▶ **Quoted passage**
Radon is responsible for 1,100 lung cancer deaths in the UK every year, according to UKHSA. It is colourless, odourless, and undetectable without testing. And for developers building in high-risk zones, it is a Building Regulations compliance requirement that carries real planning and liability consequences if ignored.
The risk landscape shifted in December 2022 when UKHSA and the British Geological Survey published the first update to the Great Britain radon potential map in more than ten years. Using refined geological data and a far larger database of in-home measurements, the updated map reclassified the radon risk profile of thousands of sites. Some areas previously considered low risk moved into affected area status. Developers who last checked the map before December 2022 may be building to the wrong specification.
This guide explains what radon is, how to determine what your site requires, exactly what Building Regulations now mandate, what BRE BR211 2023 changed, and why independent verification of the installed system is a requirement, not an optional extra.
What Radon Is and How It Gets Into Buildings
Radon is a naturally occurring radioactive gas produced by the decay of uranium in rocks and soils. It exists in all rocks and soils in trace amounts, but concentrations vary enormously depending on the underlying geology. Granite bedrock, which is found extensively in Cornwall, Devon, parts of Wales, Derbyshire, and areas of Scotland, produces radon at much higher rates than sedimentary rock. As radon is generated in the ground it migrates upward through permeable soils and into buildings through any pathway it can find.
The primary entry routes into new buildings are cracks and joints in concrete ground floor slabs, gaps around service pipes and cables passing through the floor, and suspended timber floors with inadequate underfloor ventilation. Once inside a building, particularly in lower ground floor levels, basements, and spaces with limited air exchange, radon accumulates. The longer occupants spend in those spaces, the greater their cumulative radiation dose.
The UK action level for radon is 200 Becquerels per cubic metre (Bq/m3), the concentration at which UKHSA recommends that remedial action be taken. The target level following remediation is 100 Bq/m3. The UK average in homes is 20 Bq/m3, which means action level properties are ten times higher than average. In the darkest areas on the UKHSA radon map, more than one in three buildings is estimated to exceed the action level.
The Updated UKHSA Radon Map: What Changed in December 2022
The December 2022 map update was the most significant revision to radon risk mapping in the UK since 2007. UKHSA and BGS produced it using three key methodological improvements over the previous version.

▶ **Task description**
Please carry on the radon guide from its final sentence. These records come from a separate source.

▶ **Collected data entries**
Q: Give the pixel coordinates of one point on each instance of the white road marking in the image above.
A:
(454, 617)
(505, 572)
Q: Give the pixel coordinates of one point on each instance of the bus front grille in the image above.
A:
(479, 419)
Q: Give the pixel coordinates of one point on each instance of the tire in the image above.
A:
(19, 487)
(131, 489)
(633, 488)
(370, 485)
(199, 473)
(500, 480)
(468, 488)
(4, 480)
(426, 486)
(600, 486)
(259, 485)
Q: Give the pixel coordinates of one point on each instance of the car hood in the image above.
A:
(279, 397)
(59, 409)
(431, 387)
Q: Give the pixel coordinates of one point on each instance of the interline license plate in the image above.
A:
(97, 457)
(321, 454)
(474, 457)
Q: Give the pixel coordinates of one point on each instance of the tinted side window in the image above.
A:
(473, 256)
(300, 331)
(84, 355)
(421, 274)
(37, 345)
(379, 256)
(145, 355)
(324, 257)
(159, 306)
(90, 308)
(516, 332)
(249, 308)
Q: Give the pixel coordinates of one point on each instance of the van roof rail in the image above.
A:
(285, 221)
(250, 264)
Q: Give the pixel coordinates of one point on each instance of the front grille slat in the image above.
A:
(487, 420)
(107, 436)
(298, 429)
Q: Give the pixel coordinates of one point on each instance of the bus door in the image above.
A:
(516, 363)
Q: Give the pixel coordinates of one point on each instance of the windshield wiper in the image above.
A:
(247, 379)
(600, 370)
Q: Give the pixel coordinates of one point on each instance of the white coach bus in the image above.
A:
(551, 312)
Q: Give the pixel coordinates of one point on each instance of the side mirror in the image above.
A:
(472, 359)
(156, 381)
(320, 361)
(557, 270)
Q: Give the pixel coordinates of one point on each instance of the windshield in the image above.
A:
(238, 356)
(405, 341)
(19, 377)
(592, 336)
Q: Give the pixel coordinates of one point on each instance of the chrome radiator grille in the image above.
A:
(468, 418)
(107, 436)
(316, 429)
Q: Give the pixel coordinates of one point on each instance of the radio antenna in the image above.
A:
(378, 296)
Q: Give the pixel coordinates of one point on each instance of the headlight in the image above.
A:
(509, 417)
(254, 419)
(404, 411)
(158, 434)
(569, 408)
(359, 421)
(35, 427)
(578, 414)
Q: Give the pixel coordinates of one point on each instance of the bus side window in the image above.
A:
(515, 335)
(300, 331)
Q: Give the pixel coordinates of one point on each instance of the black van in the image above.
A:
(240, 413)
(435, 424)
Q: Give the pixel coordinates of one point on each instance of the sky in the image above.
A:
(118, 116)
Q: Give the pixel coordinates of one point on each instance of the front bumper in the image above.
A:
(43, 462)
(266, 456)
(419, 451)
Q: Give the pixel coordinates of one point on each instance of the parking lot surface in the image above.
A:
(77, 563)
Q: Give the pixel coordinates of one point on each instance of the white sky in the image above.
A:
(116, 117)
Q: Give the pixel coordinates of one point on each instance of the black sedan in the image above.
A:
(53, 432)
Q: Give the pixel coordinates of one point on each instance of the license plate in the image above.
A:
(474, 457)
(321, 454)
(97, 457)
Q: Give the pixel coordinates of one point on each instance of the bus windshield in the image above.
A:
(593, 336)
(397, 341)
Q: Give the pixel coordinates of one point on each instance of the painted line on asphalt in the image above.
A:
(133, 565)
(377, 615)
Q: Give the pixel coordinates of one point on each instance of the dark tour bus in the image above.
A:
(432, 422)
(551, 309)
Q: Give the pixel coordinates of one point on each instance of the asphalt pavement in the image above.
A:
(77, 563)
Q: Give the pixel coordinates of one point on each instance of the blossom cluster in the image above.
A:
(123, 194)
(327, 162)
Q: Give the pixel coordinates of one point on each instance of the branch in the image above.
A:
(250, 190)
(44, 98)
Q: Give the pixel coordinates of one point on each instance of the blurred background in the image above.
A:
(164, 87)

▶ **Answer to the problem**
First, the database of in-home radon measurements used to calibrate the map grew substantially. Second, more accurate and detailed geological mapping data from BGS was incorporated, with the minimum number of measurements needed to classify a geological type reduced from 100 to 30, allowing smaller and more precisely bounded geological units to be mapped individually. Third, the 50-metre geological buffer previously applied around high-risk areas was removed, making zone boundaries more precise and reducing the number of false-positive affected area designations at zone edges.
The practical result is a more accurate map. Some areas that previously sat inside a broad affected area because of the buffer zone are now correctly shown as lower risk. More significantly for developers, some areas that previously fell just outside affected area boundaries are now correctly included. The overall number of buildings estimated to have elevated radon levels across the UK has not changed, but their geographic distribution is more precisely defined.
| Why this matters for developers building now If your site was assessed using the pre-December 2022 radon map, the risk classification may no longer be correct. The UKHSA interactive radon map at ukradon.org allows individual address-level checks. A £3.90 address-specific report from UKHSA gives the precise estimated percentage of properties in that location expected to exceed the 200 Bq/m3 action level. Using an outdated risk assessment to determine your protection specification leaves you exposed if the current map shows a higher risk. |
What Building Regulations Require: Approved Document C and BRE BR211 2023
Radon protection requirements for new buildings in the UK are set out in Approved Document C, which is the Building Regulations document covering site preparation and resistance to contaminants and moisture. Approved Document C directs developers to BRE BR211, which is the authoritative technical guidance on how to design and install radon protection in new buildings.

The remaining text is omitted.